[BEGIN]
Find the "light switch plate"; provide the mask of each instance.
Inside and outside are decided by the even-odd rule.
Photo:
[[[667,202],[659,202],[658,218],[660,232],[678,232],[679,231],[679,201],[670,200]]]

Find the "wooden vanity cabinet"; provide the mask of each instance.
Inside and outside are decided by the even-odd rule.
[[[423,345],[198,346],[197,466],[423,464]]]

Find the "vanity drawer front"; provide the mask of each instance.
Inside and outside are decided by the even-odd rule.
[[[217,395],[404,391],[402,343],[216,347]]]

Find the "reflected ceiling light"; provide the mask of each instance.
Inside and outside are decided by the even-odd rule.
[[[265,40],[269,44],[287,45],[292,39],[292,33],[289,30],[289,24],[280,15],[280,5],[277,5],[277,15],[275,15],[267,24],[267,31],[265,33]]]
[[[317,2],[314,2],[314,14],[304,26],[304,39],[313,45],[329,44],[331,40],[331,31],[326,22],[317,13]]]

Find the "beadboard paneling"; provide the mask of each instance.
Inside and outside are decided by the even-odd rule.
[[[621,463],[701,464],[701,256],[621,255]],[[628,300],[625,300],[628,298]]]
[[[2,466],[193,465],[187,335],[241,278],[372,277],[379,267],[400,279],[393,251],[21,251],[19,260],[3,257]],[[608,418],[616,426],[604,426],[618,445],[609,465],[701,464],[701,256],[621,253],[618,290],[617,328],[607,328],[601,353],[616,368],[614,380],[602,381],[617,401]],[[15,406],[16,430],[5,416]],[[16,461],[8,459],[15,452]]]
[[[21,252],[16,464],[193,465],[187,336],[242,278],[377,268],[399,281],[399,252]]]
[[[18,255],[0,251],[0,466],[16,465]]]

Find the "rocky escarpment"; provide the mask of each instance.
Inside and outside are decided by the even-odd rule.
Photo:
[END]
#### [DO THIS]
Which lines in the data above contain the string "Find"? Extract each of them in full.

#### [RESPONSE TO THE EXERCISE]
Find the "light switch plate"; provide the mask of each instance.
Find the "wooden vanity cabinet"; provide the mask of each instance.
Find the "vanity drawer front"; provide the mask of each instance.
Find the "reflected ceiling light"; provide the mask of each instance.
Find the "beadboard paneling"; provide the mask of each instance.
Find the "rocky escarpment"; provide the mask of each instance.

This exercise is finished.